* Extract to read:
Be that as it may, here are some thoughts:
1. It’s Bob Martin, not Rob Martin.
2. You can, and should, combine modeling and TDD. Agile Model Driven Development (AMDD), see http://www.agilemodeling.com/essays/amdd.htm , combines the best of both techniques.
3. AMDD helps to scale the specification aspect of TDD. See http://www.ddj.com/architect/205207998?cid=Ambysoft . Continuous investigative testing scales the validation aspects of TDD.
– Scott
#18 by Erik Engbrecht on March 6, 2008 - 5:05 am
> “Tests first” or “tests last” is unimportant as long as there are tests.
I think a better version would be: “test first” or “test X” is unimportant as long as they are done in reasonably tight cycles.
You don’t want to write too much application code without writing associated tests, and you wouldn’t want to write too much test code without writing the associated application code.
After all, you’re going to spend a lot more time iterating between the two than you are on the initial construction.
#19 by Anonymous on March 6, 2008 - 9:13 am
Hi Cedric, a few thoughts;
-“Tests first” or “tests last” is unimportant as long as there are tests.”-
Timing of testing changes the resulting system surprisingly. Therefore the choice is important. Which choice is better depends on the programmers skill-set, experience, interests and point of view. But it is important.
-Try to think about testing as early as possible in your development process.-
Testing is too important to do in a possibility. It should be done early (weather “test first” or “test last”).
-Don’t let one liners contradict your experience. For example, don’t listen to people who tell you to write “the simplest possible thing that could possibly work”, also known as YAGNI. If your experience tells you you’re going to need this extra class in the future even if it’s not needed right now, follow your judgment and add it now.-
Your experience still be there in the future when you need that class. Whether your system is open to a new class or not is absolutely depends on your design quality.
-Keep in mind that functional tests are the only tests that really matter to your users. Unit tests are just a convenience for you, the developer. A luxury. If you have time to write unit tests, great: they will save you time down the road when you need to track bugs. But if you don’t, make sure that your functional tests cover what your users expect from your product.-
I agree about functional tests. But unit tests are not only for bug tracking. We have great debuggers for that right? The main purpose of unit tests (for me) is fast feedback. You changed something and not sure system still works. Functional tests take a couple of hours to run, and you don’t want to argue with QA again. What will you do? Well..don’t change anything? :)))

* Records shown:
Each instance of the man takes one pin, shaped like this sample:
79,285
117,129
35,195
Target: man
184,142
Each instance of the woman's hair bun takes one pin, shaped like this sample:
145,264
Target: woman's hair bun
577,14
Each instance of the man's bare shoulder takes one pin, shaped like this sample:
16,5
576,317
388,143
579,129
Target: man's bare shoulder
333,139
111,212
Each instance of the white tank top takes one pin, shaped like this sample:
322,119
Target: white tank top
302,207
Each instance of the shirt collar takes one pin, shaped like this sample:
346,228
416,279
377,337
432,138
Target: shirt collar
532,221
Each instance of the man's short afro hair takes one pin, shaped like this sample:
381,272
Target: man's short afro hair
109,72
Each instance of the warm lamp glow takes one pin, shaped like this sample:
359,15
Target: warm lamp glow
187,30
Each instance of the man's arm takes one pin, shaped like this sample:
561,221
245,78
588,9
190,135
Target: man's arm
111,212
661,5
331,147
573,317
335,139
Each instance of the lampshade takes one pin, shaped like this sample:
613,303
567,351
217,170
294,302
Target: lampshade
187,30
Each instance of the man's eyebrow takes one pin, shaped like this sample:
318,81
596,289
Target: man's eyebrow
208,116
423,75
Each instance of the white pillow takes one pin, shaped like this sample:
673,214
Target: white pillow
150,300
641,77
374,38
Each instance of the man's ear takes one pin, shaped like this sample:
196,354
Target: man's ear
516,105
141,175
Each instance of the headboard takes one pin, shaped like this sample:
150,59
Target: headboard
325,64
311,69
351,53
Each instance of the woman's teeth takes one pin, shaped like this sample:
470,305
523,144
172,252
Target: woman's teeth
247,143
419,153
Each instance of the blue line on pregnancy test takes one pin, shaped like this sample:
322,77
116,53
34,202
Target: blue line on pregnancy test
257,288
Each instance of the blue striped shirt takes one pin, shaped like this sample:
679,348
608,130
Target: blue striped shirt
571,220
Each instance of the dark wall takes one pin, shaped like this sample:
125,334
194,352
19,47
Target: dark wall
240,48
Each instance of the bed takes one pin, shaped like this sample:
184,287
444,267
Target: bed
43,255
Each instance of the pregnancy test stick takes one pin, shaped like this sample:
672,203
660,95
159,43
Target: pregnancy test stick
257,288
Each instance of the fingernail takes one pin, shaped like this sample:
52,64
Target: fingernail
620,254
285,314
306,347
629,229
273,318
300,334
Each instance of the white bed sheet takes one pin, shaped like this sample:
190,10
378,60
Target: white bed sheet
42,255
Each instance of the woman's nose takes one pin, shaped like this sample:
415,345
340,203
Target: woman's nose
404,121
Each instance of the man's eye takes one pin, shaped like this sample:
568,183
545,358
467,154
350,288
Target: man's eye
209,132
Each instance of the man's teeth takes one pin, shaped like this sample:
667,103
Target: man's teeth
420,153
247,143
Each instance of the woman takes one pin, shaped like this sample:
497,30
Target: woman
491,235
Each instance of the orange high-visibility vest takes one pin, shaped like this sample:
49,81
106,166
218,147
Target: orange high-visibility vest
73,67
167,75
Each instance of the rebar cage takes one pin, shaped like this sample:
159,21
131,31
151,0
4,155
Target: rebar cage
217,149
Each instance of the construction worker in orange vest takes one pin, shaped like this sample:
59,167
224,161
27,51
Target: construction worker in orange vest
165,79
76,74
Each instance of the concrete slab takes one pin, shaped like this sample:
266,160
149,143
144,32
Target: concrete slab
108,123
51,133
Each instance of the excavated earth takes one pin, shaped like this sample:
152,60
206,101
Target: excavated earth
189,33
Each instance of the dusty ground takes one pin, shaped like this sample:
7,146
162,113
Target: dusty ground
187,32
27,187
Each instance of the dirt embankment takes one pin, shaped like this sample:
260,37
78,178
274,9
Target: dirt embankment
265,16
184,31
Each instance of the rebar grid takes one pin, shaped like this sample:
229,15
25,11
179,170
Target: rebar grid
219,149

* Directive 1: Duplicate the listing word for word, starting at the line that has "Each instance of the woman's nose" and ending after the last line of the listing.
* Directive 2: Pick up the comment thread on testing and TDD and carry it on from its final comment.

* Exercise response 1:
Each instance of the woman's nose takes one pin, shaped like this sample:
415,345
340,203
Target: woman's nose
404,121
Each instance of the man's eye takes one pin, shaped like this sample:
568,183
545,358
467,154
350,288
Target: man's eye
209,132
Each instance of the man's teeth takes one pin, shaped like this sample:
667,103
Target: man's teeth
420,153
247,143
Each instance of the woman takes one pin, shaped like this sample:
497,30
Target: woman
491,235
Each instance of the orange high-visibility vest takes one pin, shaped like this sample:
49,81
106,166
218,147
Target: orange high-visibility vest
73,67
167,75
Each instance of the rebar cage takes one pin, shaped like this sample:
159,21
131,31
151,0
4,155
Target: rebar cage
217,149
Each instance of the construction worker in orange vest takes one pin, shaped like this sample:
59,167
224,161
27,51
Target: construction worker in orange vest
165,79
76,74
Each instance of the concrete slab takes one pin, shaped like this sample:
266,160
149,143
144,32
Target: concrete slab
108,123
51,133
Each instance of the excavated earth takes one pin, shaped like this sample:
152,60
206,101
Target: excavated earth
189,33
Each instance of the dusty ground takes one pin, shaped like this sample:
7,146
162,113
Target: dusty ground
187,32
27,187
Each instance of the dirt embankment takes one pin, shaped like this sample:
260,37
78,178
274,9
Target: dirt embankment
265,16
184,31
Each instance of the rebar grid takes one pin, shaped like this sample:
229,15
25,11
179,170
Target: rebar grid
219,149

* Exercise response 2:
-Don’t feel bad if you are not doing Test-Driven Development. There are a lot of factors that make this practice a bad fit for a lot of projects and developer personalities-
I do agree. I’ve worked with many software organisations and programmers which are not fit for TDD. Also I’ve worked with many software organisations and programmers which are not fit for software development at all. I do not mean if one can’t handle TDD he/she can’t handle Software Development. But if something does not fit to someone, this does not mean that thing is not excellent for someone else.
One important point. If TDD did not gone well for a project this does not mean TDD does not fit that project. It actually mean TDD does not fit to the project team, their style, their point of view, their experience and so. Another agile shop can handle the same project pretty smoothly, there are countless examples around me from all size.
#20 by Frode on March 6, 2008 - 1:38 pm
Good points Cedric,
*rant follows*
Why is there such a strong tendency in this industry to take every useful tool, technique or idea to extremes and turn them into religious mantras? It’s like large swaths of the community suffer from an unethical obsession seeking the “Golden Hammer” to end all discussion about what works in delivering good software.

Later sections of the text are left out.